MCPEnv
An environment that exposes MCP server tools to language models using the official MCP SDK.
MCPEnv is experimental and subject to breaking changes. The API may change in future releases.
Overview
MCPEnv connects to MCP servers and exposes their tools to the model as callable functions. It manages:
- MCP server lifecycle (connection, tool discovery, cleanup)
- Persistent background event loops for server processes
- Tool call routing and error handling
- Concurrent multi-server support
MCPEnv is designed for globally available, read-only MCP servers where the same toolset can be shared across all rollouts. For per-rollout, stateful servers with mutable task-specific data, consider using a custom environment.
Inheritance
Environment
└── MultiTurnEnv
└── ToolEnv
└── MCPEnv
Constructor
MCPEnv(
mcp_servers: list[MCPServerConfig | dict] = [],
max_turns: int = 10,
error_formatter: Callable[[Exception], str] = lambda e: f"Error: {str(e)}",
**kwargs
)
mcp_servers
list[MCPServerConfig | dict]
default:"[]"
required
List of MCP server configurations. Can be MCPServerConfig objects or dicts with keys: name, command, args, env, description.
Maximum turns per rollout. Inherited from ToolEnv.
error_formatter
Callable[[Exception], str]
Function to format tool execution errors for the model.
Additional arguments passed to ToolEnv (dataset, rubric, system_prompt, etc.).

## [SUPPLIED DATA]

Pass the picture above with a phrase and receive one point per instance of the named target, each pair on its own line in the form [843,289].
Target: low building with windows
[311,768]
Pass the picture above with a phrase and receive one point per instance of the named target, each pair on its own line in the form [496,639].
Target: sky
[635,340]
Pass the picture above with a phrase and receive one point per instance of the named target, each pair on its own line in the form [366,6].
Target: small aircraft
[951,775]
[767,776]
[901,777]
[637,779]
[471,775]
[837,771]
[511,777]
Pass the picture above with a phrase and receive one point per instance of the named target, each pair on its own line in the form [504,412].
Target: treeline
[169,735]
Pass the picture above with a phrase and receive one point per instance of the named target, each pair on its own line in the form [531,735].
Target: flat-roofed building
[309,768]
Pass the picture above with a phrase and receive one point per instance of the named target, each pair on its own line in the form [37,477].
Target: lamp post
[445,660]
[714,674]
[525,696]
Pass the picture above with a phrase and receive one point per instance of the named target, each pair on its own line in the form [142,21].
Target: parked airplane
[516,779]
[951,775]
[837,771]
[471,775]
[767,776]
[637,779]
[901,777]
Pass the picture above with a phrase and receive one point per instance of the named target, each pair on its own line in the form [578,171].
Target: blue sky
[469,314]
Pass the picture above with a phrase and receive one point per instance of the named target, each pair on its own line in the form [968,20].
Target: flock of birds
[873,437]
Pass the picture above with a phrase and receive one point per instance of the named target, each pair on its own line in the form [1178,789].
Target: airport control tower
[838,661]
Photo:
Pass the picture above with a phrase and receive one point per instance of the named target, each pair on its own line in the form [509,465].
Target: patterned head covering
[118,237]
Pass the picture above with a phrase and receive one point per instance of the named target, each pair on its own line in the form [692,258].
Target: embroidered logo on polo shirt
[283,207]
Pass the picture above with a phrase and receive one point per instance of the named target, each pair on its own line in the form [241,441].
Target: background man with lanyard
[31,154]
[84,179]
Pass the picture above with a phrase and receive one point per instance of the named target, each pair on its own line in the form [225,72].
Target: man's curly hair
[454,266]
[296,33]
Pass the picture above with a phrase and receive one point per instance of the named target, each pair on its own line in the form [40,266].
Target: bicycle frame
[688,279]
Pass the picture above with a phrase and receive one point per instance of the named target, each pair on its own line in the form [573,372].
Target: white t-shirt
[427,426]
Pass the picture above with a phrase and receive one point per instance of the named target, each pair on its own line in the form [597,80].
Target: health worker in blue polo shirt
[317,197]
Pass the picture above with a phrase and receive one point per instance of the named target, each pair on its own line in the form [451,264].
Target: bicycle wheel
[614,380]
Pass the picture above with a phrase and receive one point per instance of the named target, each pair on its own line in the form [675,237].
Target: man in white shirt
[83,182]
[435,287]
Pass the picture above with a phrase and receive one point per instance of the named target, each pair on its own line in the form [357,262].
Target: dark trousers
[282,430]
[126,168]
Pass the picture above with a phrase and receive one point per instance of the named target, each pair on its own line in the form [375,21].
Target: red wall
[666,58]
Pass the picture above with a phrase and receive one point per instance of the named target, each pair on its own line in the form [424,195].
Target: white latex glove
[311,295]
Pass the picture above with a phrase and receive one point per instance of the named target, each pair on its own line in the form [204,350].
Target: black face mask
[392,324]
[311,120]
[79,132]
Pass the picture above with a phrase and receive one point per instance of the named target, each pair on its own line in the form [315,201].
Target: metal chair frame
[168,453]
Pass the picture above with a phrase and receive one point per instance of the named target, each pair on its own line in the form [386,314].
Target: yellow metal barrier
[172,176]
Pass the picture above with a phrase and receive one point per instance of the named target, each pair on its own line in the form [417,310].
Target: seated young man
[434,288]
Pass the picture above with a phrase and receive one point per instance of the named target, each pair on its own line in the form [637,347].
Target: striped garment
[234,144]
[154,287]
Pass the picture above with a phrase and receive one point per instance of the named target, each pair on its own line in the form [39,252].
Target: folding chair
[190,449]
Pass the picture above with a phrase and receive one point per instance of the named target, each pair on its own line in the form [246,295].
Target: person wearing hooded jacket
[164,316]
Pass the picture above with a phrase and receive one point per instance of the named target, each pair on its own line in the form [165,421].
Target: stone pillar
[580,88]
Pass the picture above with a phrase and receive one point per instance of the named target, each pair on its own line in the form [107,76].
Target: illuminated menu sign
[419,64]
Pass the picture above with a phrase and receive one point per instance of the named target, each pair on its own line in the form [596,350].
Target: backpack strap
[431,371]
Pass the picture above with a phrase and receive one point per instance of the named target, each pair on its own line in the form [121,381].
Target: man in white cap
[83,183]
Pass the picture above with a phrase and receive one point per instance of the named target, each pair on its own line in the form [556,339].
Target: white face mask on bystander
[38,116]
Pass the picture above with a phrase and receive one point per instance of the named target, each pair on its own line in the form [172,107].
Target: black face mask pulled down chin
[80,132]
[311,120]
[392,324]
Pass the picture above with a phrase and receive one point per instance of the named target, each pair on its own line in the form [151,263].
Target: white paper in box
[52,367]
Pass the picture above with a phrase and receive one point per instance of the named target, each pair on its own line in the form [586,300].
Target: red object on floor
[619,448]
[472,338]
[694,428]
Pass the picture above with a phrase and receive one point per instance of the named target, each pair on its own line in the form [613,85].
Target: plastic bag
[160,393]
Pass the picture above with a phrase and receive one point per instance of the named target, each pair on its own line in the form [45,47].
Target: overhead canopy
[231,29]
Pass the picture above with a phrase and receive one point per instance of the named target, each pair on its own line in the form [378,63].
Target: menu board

## [TO DO]
Repeat word for word the part of the MCPEnv documentation starting at "- Persistent background" and ending at "a custom environment.". Work only from the MCPEnv documentation and leave the data aside.

## [OUTPUT]
- Persistent background event loops for server processes
- Tool call routing and error handling
- Concurrent multi-server support
MCPEnv is designed for globally available, read-only MCP servers where the same toolset can be shared across all rollouts. For per-rollout, stateful servers with mutable task-specific data, consider using a custom environment.